A contractor contracts to finish a piece of work in 30 days,
and immediately employs 15 men upon it;
at the end of 24 days the work is only half done.
How many additional men must he employ to fulfill the contract?
Solution: Suggested Solution (Shawn Ingraham, WWU student)
Assume contract is to build 100 things. After 24 days, only 50 are complete, implying an average of 2.08 buildings/day. We can assume each of the 15 men contribute an equal share of the 2.08 buildings/day, or each contributes 2.08/15 = 0.1388 buildings per day per man. To complete the contract, 50 buildings need to be completed in 6 days, or an average needed of 50/6 = 8.33 buildings/day. Since each man can build 0.1388 buildings/day, we solve the equation 8.33 = 0.1388x, where x is the total number of men needed for ther necessary pace. Now, x=60 men, but since 15 men are already hired, contarctor needs to hire an additional 45 men.
Suggested Solution (Tommy Lingbloom, WWU student)
Let t1=time passed, t2=time remaining, w1=work completed, w2=work remaining, m1=men used, and m2=men needed. Then we have the combined equation: t1* w1*m1 = t2*w2*m2. [Check units?]. But this means that (24)(1/2)(15)=(6)(1/2)(m2, or that m2=60 men, which is 45 men more than the initial 15 men.
Source: Charles Pendlebury's Arithmetic (London: G. Bell & Son, 1918)

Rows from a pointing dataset
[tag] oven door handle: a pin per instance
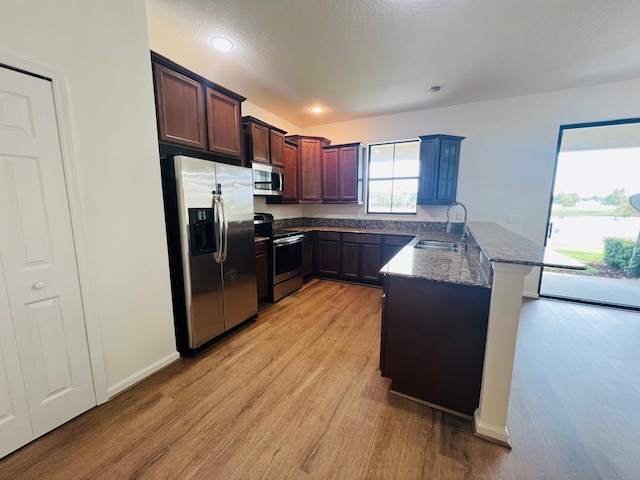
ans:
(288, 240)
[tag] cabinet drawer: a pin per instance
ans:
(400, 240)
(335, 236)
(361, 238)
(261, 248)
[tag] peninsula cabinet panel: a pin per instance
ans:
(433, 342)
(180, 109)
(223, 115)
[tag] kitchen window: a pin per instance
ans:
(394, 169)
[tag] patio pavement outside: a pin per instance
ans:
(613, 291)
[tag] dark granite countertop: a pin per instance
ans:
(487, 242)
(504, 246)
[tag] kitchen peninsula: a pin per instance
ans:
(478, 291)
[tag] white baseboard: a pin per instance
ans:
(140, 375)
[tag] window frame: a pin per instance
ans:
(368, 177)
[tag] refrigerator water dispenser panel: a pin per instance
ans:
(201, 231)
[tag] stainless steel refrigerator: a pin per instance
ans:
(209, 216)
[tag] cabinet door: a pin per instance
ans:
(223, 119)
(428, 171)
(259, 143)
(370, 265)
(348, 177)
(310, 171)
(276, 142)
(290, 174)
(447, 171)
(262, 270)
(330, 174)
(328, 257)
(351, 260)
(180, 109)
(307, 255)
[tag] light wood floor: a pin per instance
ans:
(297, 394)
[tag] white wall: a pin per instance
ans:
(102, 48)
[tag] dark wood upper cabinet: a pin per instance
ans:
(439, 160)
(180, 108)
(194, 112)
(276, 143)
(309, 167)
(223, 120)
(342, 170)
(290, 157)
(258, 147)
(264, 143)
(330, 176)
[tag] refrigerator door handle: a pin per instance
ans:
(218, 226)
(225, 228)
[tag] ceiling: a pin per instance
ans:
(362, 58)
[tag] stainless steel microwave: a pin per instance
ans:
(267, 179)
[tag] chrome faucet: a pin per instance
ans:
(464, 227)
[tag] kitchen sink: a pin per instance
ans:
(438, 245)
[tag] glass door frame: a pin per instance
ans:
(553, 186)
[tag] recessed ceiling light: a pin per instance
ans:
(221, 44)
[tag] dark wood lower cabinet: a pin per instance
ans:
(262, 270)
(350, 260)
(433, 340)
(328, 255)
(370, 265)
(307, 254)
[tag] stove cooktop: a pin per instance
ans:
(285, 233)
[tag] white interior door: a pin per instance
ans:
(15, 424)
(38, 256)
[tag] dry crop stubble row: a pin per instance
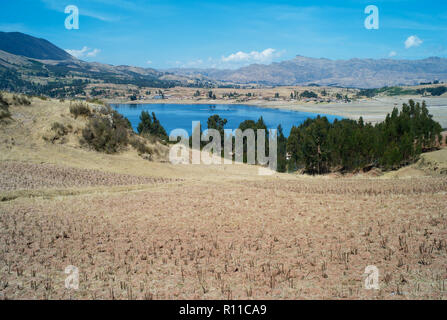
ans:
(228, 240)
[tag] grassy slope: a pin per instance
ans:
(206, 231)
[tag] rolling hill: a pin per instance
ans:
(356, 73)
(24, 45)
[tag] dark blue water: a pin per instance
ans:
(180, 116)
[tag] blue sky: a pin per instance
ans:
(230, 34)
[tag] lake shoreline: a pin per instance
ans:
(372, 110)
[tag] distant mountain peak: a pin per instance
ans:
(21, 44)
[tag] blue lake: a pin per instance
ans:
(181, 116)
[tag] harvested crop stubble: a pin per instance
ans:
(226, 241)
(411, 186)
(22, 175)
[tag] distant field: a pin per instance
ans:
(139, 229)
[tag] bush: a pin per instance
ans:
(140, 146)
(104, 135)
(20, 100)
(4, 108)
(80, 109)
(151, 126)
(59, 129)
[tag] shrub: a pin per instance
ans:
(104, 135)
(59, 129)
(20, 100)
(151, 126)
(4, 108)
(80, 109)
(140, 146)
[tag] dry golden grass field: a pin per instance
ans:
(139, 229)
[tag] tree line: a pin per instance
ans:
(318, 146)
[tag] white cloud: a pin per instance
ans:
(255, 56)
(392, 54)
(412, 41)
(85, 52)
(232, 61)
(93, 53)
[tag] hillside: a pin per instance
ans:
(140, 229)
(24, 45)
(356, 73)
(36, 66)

* * *

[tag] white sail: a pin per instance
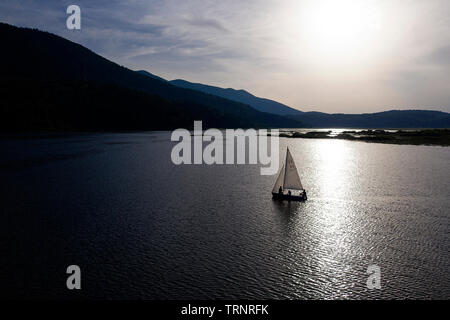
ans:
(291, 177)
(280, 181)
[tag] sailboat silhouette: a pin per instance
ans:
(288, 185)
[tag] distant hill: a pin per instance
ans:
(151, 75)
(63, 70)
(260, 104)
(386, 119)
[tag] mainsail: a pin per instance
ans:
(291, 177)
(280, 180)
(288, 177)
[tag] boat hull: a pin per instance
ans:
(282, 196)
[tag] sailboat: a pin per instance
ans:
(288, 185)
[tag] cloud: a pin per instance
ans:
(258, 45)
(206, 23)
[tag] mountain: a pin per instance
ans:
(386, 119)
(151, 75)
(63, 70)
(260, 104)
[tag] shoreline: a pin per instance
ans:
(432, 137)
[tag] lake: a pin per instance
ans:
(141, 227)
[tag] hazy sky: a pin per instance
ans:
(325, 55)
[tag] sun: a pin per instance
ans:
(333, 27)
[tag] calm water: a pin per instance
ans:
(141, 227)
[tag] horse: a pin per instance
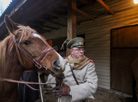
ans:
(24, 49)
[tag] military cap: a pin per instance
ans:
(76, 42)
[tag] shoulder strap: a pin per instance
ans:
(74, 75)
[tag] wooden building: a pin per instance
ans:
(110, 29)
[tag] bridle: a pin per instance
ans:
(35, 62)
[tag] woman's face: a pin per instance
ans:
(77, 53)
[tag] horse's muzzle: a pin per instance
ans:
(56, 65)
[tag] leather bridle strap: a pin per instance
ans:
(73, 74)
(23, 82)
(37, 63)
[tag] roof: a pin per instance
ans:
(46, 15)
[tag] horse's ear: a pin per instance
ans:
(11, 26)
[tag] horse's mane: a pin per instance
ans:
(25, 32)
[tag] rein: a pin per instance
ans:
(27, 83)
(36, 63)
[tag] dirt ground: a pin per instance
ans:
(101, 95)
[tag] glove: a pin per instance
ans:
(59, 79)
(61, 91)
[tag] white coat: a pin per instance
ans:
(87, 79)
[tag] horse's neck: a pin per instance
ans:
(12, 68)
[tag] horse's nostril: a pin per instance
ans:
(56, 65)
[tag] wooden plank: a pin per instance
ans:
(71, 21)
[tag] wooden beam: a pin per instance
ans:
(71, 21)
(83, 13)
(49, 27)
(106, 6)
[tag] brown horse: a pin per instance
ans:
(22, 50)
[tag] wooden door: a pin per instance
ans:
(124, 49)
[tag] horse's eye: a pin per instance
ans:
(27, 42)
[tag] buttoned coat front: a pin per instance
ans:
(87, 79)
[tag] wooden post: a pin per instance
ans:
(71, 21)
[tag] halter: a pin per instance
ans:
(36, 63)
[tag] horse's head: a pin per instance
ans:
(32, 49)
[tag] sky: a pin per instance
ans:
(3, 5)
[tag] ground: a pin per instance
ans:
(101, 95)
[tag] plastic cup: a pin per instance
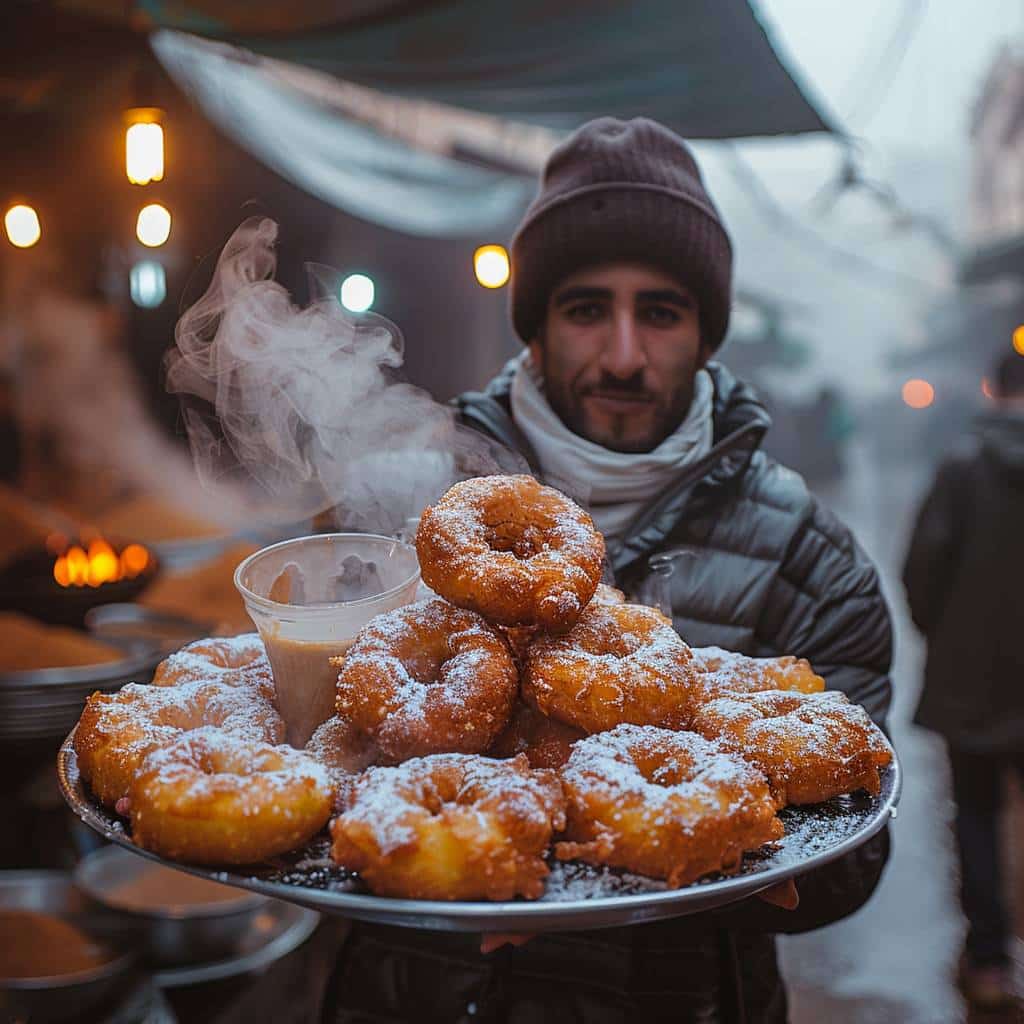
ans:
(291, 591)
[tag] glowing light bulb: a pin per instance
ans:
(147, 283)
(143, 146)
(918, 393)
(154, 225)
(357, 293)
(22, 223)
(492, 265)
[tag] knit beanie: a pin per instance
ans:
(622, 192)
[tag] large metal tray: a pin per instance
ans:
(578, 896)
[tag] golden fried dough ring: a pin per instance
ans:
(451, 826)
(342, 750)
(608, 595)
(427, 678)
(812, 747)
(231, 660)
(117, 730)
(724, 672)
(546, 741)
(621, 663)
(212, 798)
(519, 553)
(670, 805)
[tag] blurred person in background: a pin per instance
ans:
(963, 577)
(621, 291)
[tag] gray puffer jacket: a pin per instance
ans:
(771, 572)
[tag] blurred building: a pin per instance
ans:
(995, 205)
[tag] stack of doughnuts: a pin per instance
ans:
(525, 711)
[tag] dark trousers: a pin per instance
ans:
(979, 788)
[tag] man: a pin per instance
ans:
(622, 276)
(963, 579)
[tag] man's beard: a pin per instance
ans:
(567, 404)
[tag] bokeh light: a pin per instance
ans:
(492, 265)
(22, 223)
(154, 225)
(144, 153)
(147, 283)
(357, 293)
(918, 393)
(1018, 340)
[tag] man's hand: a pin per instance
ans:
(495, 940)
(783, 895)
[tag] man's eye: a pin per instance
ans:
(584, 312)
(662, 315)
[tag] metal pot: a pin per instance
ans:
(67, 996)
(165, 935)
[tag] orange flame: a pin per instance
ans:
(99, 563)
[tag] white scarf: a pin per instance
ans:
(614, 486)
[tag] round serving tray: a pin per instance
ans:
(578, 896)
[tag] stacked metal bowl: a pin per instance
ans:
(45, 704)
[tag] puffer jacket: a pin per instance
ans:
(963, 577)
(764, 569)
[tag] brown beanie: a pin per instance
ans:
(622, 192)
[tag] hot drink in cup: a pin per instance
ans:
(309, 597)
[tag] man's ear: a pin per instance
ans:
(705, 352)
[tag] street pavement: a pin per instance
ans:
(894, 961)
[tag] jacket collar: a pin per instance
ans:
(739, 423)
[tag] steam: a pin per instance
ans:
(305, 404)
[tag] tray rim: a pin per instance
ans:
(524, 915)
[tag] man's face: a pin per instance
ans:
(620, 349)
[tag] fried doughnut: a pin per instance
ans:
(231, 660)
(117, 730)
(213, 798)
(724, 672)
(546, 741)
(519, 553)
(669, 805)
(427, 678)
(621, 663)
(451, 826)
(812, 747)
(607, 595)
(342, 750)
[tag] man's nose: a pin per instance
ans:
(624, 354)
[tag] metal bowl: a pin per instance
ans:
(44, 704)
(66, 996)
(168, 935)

• Given request 1
From the contractor problem, write out the passage from "Solution: Suggested Solution" to "Lingbloom, WWU student)".
• Given request 2
Which book does the contractor problem give as its source?

• Final answer 1
Solution: Suggested Solution (Shawn Ingraham, WWU student)
Assume contract is to build 100 things. After 24 days, only 50 are complete, implying an average of 2.08 buildings/day. We can assume each of the 15 men contribute an equal share of the 2.08 buildings/day, or each contributes 2.08/15 = 0.1388 buildings per day per man. To complete the contract, 50 buildings need to be completed in 6 days, or an average needed of 50/6 = 8.33 buildings/day. Since each man can build 0.1388 buildings/day, we solve the equation 8.33 = 0.1388x, where x is the total number of men needed for ther necessary pace. Now, x=60 men, but since 15 men are already hired, contarctor needs to hire an additional 45 men.
Suggested Solution (Tommy Lingbloom, WWU student)

• Final answer 2
Charles Pendlebury's Arithmetic (London: G. Bell & Son, 1918).